■ Set problem ■
List every line in the records below that contains the word "vehicle", matching its upper- and lowercase letters exactly.

- - - - -

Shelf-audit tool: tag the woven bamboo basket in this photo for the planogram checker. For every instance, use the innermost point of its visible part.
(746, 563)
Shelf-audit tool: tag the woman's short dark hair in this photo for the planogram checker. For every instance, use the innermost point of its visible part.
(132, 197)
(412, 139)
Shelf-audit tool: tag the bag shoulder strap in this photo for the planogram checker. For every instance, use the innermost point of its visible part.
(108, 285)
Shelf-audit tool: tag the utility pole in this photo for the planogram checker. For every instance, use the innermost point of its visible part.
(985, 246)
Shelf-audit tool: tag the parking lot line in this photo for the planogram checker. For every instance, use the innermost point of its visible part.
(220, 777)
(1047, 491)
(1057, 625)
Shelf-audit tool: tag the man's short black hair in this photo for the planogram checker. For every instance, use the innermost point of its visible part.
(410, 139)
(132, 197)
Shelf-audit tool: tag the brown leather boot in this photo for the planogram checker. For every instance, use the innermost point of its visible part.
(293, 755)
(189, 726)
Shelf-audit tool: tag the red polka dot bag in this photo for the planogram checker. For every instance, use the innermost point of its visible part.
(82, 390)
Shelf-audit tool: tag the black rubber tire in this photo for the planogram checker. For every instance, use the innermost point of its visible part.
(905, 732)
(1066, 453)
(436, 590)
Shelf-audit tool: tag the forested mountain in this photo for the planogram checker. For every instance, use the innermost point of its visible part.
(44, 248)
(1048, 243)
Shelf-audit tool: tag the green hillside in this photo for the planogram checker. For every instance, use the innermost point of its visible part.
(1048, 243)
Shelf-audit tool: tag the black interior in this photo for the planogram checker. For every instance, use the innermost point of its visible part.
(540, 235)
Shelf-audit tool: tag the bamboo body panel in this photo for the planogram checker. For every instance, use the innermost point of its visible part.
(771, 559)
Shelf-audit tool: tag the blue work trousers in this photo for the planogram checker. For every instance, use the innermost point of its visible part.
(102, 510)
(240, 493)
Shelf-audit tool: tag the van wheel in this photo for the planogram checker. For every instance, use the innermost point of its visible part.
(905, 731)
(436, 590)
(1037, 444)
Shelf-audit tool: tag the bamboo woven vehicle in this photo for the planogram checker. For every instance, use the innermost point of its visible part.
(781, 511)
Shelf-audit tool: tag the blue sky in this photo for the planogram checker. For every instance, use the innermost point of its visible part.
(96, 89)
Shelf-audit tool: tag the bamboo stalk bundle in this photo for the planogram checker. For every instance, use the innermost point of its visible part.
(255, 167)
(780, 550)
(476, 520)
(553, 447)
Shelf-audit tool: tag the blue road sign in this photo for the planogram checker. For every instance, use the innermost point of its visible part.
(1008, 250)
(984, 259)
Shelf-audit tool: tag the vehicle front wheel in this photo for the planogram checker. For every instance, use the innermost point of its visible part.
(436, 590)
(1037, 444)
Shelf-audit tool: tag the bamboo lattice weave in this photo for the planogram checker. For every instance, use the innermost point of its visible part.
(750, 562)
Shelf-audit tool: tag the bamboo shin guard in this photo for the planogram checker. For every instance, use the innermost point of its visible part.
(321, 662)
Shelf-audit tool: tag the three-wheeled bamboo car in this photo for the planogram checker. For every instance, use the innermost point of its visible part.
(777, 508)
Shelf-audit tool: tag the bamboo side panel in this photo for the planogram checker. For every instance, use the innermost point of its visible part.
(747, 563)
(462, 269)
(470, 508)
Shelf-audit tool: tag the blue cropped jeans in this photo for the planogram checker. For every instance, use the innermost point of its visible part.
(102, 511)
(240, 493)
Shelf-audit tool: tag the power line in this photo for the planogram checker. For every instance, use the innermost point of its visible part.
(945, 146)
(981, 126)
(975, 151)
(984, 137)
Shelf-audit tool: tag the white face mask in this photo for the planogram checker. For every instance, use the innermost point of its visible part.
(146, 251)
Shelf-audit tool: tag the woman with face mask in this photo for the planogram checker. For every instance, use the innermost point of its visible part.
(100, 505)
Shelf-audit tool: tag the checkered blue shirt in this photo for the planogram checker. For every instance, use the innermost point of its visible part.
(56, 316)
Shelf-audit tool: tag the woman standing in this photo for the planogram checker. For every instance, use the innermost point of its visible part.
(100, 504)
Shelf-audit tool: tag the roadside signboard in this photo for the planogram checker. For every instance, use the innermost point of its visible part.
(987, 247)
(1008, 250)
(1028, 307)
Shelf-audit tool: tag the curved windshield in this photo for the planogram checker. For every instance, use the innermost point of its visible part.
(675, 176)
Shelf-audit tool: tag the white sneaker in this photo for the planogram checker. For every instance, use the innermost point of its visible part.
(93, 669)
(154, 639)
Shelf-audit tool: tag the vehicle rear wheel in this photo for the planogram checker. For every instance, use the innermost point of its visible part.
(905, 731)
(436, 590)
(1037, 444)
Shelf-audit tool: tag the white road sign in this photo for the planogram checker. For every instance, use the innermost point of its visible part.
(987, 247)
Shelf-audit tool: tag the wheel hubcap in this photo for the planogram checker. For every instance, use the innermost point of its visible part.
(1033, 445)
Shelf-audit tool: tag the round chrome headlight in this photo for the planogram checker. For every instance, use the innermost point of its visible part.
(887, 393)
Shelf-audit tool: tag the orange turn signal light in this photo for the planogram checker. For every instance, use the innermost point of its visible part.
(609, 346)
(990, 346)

- - - - -

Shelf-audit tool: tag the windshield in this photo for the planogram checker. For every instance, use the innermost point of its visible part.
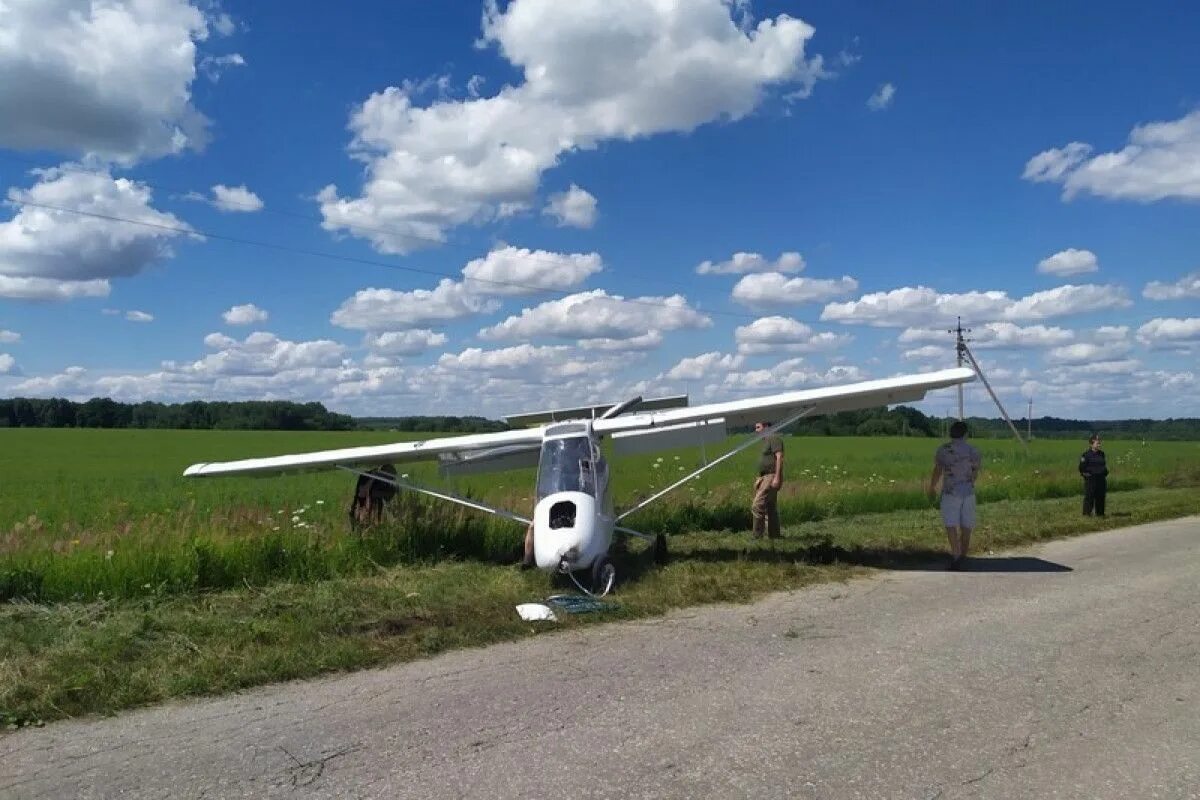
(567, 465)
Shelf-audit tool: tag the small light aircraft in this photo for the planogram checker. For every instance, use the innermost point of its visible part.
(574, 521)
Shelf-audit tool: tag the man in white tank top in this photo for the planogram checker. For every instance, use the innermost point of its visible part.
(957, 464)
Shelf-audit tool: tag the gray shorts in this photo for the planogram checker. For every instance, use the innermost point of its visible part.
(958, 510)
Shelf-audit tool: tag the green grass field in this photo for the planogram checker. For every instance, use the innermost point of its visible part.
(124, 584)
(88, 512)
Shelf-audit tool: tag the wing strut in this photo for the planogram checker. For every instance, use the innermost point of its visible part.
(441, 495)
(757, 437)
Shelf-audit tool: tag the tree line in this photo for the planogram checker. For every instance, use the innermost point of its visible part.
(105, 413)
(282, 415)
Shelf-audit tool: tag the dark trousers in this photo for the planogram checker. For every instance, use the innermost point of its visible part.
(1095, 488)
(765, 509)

- - - - -

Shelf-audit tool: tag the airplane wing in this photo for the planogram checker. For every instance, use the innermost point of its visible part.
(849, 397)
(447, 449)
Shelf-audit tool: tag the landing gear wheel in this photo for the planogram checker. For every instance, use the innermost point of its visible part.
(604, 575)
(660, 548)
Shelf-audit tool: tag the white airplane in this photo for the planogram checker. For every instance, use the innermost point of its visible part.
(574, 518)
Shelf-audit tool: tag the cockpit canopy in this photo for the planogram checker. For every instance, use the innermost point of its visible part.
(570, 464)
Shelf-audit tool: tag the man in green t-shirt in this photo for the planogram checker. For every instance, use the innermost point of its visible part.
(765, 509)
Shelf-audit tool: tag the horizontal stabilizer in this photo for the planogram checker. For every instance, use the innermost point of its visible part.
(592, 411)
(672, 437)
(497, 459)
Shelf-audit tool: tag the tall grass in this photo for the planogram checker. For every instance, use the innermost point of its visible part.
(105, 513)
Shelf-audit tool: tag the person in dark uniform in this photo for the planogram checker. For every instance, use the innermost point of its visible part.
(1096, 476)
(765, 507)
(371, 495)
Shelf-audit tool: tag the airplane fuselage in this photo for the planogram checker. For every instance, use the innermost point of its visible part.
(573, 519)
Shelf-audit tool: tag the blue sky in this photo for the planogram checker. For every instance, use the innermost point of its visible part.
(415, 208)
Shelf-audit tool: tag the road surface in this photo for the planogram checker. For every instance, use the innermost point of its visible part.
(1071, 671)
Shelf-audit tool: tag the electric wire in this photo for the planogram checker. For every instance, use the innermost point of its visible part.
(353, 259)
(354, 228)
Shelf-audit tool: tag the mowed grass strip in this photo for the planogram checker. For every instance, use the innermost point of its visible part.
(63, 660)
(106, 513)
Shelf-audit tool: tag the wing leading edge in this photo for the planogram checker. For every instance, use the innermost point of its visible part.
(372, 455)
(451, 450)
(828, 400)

- - - - -

■ Task output ■
Shelf-audit tool: tag the bamboo woven vehicle in this photo for the planogram checker. For every instance, use the innermost point of its visible part.
Shelf-audit tool: tag the vehicle front wheel in this photo for the planogram checker. For every instance, use the innermost point of its visible part.
Shelf-audit tool: tag the vehicle rear wheel in this photo for the planogram checker. For every instance, use the innermost point of its visible part.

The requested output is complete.